◆ WHAT TO WORK ON
Extract every line of the material below that contains the string "lightning".

---------------

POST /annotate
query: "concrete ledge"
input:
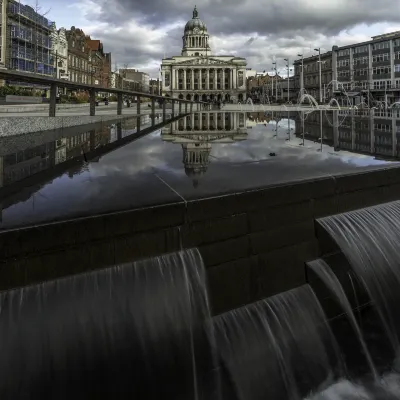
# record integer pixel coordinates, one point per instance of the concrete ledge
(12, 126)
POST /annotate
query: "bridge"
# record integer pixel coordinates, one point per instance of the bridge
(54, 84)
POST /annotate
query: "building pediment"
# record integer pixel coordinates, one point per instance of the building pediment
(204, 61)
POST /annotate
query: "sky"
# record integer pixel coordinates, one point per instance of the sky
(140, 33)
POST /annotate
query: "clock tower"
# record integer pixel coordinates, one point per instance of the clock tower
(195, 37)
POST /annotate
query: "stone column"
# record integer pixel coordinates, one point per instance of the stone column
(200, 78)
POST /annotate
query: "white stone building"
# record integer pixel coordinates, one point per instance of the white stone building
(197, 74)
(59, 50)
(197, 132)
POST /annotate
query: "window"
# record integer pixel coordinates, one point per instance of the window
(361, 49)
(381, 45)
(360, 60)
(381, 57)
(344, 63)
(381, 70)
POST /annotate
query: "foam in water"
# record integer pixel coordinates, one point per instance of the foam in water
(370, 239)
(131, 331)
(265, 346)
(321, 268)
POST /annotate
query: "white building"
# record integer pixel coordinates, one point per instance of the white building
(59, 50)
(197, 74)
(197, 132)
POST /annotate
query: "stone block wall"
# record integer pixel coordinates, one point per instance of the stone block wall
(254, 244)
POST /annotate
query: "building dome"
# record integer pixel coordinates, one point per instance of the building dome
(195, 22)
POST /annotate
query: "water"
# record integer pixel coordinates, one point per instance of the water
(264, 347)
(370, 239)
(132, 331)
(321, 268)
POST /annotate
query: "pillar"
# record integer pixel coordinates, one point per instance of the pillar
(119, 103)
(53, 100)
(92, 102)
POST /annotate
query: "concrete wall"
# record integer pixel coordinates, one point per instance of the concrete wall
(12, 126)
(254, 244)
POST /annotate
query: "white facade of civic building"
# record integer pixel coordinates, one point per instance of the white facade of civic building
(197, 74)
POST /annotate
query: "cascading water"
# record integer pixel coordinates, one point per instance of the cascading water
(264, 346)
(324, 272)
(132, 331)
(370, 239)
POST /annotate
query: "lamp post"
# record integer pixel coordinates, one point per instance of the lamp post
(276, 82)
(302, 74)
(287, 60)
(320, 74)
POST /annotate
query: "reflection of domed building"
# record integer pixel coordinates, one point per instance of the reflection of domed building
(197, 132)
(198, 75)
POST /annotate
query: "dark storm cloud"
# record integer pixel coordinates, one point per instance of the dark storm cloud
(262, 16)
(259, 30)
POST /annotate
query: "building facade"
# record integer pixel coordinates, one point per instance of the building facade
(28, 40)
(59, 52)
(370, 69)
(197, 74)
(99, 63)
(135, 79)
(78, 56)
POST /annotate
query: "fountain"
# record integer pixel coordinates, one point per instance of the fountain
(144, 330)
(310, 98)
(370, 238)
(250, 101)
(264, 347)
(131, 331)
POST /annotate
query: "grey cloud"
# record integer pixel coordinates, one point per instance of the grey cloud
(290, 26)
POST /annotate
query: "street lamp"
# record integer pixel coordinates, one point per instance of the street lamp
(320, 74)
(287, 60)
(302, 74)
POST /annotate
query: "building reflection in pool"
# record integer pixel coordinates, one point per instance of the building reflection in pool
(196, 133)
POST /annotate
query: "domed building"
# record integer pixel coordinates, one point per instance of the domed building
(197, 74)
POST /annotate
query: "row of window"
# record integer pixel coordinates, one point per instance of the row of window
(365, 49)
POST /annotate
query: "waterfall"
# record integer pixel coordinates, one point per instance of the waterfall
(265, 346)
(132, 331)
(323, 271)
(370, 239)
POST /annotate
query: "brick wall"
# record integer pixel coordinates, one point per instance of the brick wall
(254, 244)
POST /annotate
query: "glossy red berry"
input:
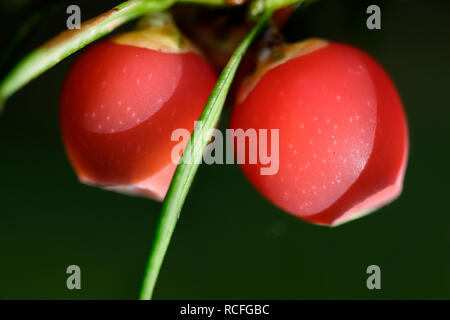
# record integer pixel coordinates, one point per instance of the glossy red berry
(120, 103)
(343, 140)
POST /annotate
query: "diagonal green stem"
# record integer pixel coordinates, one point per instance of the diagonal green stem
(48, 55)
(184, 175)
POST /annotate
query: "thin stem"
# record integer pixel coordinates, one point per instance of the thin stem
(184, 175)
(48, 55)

---------------

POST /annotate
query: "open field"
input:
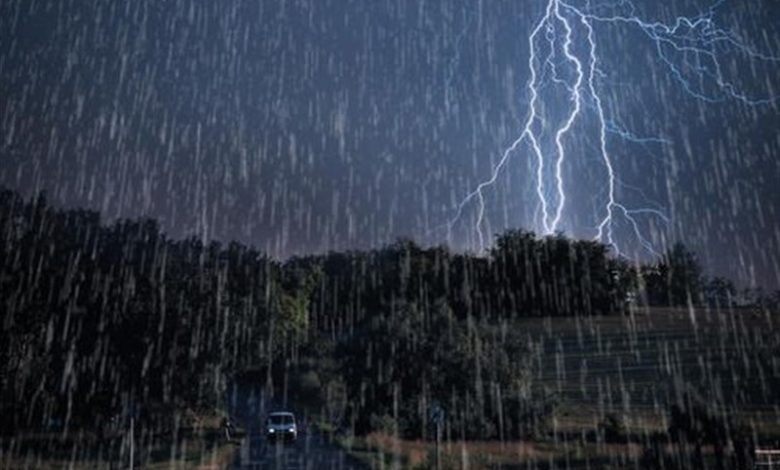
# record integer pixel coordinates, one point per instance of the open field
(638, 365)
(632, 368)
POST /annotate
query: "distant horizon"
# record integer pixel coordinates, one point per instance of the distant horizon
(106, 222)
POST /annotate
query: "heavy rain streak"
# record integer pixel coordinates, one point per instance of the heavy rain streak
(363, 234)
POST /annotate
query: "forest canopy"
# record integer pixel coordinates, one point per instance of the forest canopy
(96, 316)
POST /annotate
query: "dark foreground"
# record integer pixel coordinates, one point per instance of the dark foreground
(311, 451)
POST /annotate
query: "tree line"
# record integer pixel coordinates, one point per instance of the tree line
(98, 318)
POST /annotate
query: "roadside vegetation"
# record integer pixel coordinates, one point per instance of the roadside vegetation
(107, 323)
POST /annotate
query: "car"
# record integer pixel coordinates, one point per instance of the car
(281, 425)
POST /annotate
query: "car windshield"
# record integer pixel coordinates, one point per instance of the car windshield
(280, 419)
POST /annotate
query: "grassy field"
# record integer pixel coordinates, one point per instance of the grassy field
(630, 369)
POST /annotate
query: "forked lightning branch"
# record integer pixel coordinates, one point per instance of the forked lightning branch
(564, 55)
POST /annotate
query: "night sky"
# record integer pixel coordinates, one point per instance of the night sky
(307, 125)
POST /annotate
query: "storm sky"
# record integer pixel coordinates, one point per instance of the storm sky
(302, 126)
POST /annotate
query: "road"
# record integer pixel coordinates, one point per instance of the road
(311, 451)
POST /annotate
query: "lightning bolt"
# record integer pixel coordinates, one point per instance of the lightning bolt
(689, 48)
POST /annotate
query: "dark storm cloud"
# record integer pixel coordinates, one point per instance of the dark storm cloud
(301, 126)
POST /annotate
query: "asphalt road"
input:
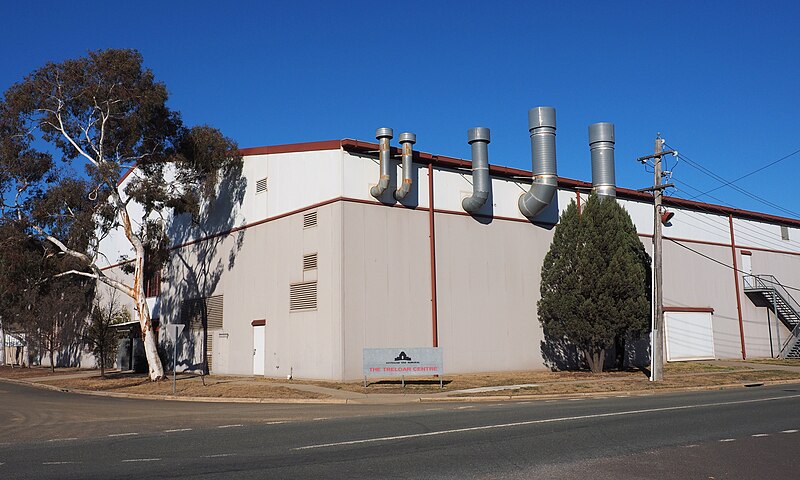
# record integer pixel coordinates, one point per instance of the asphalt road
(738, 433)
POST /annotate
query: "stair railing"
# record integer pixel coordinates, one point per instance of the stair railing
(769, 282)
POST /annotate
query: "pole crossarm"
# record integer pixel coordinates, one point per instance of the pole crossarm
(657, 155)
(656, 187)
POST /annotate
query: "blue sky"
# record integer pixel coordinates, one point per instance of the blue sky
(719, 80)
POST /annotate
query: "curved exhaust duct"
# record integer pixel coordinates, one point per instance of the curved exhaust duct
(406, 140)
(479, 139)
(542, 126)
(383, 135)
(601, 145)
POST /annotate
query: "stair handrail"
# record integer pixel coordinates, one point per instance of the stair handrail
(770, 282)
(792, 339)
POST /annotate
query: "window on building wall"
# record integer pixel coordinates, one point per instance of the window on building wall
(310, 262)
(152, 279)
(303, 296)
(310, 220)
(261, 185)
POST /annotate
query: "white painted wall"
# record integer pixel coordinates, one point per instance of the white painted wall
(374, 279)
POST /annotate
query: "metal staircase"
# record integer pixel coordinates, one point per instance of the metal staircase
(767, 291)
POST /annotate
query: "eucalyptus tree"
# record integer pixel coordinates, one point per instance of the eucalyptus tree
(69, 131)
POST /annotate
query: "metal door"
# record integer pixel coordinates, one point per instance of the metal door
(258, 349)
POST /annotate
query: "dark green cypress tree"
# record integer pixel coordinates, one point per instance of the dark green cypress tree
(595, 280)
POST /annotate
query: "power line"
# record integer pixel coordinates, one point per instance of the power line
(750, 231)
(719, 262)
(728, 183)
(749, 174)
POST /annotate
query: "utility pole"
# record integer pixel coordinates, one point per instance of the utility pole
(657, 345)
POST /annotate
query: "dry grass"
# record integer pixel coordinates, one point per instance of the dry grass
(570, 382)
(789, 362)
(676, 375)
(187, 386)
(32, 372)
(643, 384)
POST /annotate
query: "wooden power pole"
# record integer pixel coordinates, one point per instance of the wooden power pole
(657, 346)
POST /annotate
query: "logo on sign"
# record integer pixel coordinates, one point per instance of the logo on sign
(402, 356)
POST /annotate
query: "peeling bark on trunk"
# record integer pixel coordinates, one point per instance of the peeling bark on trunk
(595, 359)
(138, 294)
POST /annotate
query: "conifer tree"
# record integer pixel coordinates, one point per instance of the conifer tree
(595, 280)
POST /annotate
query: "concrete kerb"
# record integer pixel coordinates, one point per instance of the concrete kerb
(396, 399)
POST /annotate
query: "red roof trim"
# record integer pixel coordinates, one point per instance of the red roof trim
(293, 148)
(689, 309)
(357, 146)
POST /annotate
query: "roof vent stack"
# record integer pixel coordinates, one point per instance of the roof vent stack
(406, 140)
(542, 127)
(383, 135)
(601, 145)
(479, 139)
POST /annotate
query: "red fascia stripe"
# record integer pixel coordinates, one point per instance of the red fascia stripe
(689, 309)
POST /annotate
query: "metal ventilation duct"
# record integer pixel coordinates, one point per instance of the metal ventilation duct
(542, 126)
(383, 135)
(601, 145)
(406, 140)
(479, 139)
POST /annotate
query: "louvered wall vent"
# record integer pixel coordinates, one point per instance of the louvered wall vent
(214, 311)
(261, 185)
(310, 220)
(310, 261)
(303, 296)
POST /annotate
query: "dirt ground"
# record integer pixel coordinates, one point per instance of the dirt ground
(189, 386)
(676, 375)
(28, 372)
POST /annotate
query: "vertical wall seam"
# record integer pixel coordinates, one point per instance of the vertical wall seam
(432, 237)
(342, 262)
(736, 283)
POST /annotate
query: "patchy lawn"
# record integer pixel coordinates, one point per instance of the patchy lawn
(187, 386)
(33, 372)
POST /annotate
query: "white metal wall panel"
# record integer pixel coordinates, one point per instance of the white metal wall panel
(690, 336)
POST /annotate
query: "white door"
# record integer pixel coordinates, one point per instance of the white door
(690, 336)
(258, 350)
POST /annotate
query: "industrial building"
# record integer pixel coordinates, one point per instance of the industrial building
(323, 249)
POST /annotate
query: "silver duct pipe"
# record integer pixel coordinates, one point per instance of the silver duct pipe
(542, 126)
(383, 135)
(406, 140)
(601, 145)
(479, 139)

---------------

◆ ANSWER TO THIS TASK
query: "forked lightning branch"
# record integer pixel coordinates, one point per instance of the forked lightning branch
query: "lightning bolt"
# record integer pixel coordinates, one point per instance of the lightning bolt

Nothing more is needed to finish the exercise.